══ Extrait du document ══

Article 7 : La sixième béatitude répond-elle au don d’intelligence ?

 

            Objection N°1. Il semble que la sixième béatitude (Beati mundo corde) ne réponde pas au don d’intelligence. Car la pureté du cœur semble appartenir surtout à la volonté. Or, le don d’intelligence n’appartient pas à la volonté, mais plutôt à la puissance intellectuelle. Cette béatitude ne répond donc pas au don d’intelligence.

 

            Objection N°2. Saint Pierre dit (Actes, 15, 9) : Ayant purifié par la foi leurs cœurs. Pr, par la purification du cœur on en acquiert la pureté. Donc cette béatitude appartient plutôt à la vertu de la foi qu’au don d’intelligence.

 

            Objection N°3. Les dons de l’Esprit-Saint perfectionnent l’homme ici-bas. Or, la vision de Dieu n’appartient pas à la vie présente, puisque c’est elle qui rend heureux, comme nous l’avons dit (1a 2æ, quest. 3, art. 8). Donc la sixième béatitude, qui comprend la vision de Dieu, n’appartient pas au don d’intelligence.

 

           Mais c’est le contraire. Saint Augustin dit (De serm. Dom., liv. 1, chap. 4) : La sixième opération de l’Esprit-Saint, qui est l’intelligence, convient à ceux qui ont le cœur pur, et qui de leur œil purifié peuvent voir ce que l’œil corporel n’a pas vu.

═══

## [Consigne]
D'après la première objection de l'extrait, à quelle puissance appartient le don d'intelligence ? Appuyez-vous uniquement sur l'extrait.

══ Entrées fournies ══

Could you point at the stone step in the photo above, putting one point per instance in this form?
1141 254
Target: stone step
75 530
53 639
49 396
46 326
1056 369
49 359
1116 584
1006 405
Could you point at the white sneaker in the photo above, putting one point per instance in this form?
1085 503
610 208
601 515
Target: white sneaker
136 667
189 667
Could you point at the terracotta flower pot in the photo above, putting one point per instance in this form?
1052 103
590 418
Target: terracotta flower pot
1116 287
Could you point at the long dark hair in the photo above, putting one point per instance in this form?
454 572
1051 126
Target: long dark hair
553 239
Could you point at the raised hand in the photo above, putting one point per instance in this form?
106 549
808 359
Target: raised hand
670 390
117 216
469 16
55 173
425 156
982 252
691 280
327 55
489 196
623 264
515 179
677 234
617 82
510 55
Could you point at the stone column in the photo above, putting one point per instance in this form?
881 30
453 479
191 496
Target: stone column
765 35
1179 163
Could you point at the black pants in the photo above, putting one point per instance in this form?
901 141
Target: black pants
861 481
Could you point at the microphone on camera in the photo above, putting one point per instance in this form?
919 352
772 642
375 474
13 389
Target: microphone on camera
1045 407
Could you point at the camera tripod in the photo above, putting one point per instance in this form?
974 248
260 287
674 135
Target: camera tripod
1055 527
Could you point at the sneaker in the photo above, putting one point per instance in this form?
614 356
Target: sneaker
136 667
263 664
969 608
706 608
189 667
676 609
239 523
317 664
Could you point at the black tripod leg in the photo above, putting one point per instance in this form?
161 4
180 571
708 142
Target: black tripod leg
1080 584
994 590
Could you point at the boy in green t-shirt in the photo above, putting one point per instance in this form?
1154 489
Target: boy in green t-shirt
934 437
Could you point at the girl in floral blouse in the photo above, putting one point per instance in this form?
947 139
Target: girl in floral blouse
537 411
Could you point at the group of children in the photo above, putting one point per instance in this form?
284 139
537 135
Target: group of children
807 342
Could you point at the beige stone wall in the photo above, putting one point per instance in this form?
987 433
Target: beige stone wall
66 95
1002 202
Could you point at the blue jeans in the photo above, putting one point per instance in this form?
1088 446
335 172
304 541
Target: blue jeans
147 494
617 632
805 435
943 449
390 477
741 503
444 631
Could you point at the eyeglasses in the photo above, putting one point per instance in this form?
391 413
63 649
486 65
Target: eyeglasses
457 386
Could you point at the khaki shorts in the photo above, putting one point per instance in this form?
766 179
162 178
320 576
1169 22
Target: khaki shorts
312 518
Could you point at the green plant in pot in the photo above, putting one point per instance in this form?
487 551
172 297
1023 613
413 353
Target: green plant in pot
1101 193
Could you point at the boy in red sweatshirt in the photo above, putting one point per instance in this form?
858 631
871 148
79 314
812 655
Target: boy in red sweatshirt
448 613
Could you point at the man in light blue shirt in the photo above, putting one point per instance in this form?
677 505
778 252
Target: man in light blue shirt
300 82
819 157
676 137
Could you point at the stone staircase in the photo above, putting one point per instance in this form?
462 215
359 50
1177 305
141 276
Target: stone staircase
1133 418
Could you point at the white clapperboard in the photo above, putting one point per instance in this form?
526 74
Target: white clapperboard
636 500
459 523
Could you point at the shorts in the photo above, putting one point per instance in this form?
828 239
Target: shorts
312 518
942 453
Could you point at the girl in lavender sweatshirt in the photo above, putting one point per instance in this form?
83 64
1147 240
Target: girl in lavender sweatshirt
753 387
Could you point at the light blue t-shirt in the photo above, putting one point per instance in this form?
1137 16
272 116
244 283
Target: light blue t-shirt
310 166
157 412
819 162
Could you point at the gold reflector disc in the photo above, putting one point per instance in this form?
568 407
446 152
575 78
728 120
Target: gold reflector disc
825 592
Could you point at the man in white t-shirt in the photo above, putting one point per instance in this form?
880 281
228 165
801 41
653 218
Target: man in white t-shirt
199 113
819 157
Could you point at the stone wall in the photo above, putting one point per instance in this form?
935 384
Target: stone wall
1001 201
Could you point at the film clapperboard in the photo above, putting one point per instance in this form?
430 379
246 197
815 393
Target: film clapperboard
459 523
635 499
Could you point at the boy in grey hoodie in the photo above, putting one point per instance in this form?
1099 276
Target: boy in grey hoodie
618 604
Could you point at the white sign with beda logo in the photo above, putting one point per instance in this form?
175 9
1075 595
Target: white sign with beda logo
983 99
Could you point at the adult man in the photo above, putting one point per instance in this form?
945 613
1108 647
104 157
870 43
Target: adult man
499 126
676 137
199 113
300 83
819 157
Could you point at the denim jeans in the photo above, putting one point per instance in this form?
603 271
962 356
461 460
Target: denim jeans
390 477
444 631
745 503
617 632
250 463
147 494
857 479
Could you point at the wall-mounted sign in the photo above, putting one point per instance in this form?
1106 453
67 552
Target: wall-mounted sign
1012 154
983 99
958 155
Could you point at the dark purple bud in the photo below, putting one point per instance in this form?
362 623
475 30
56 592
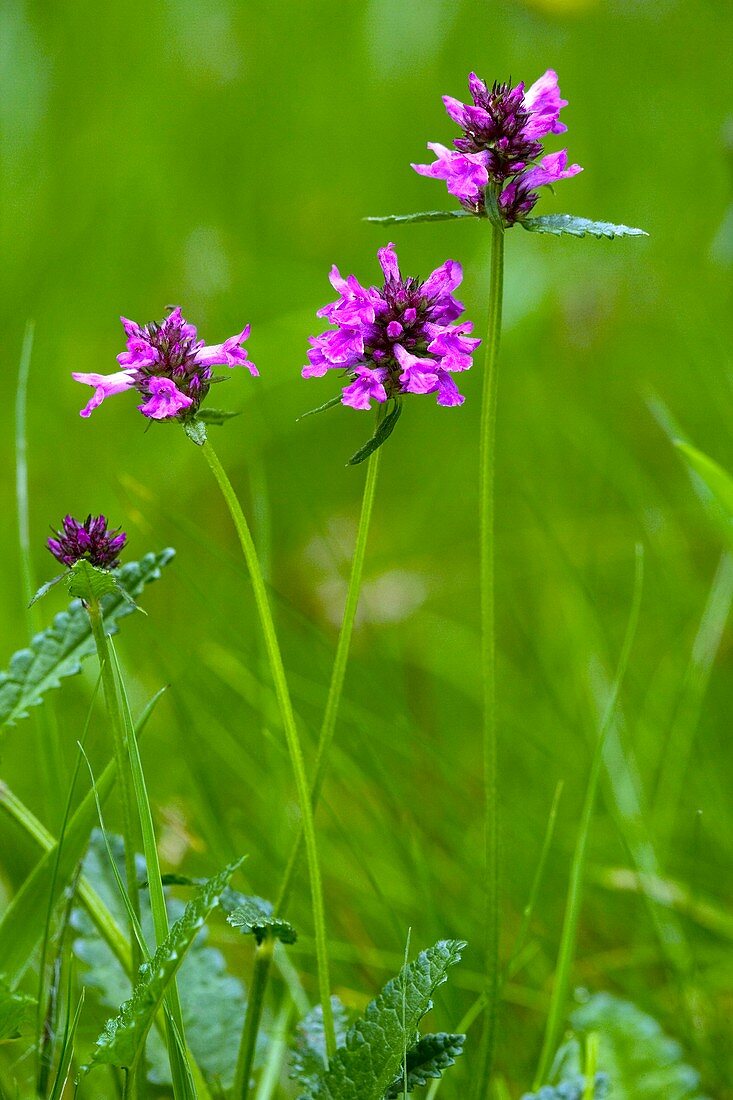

═══

## [Réponse attendue]
À la puissance intellectuelle, et non à la volonté.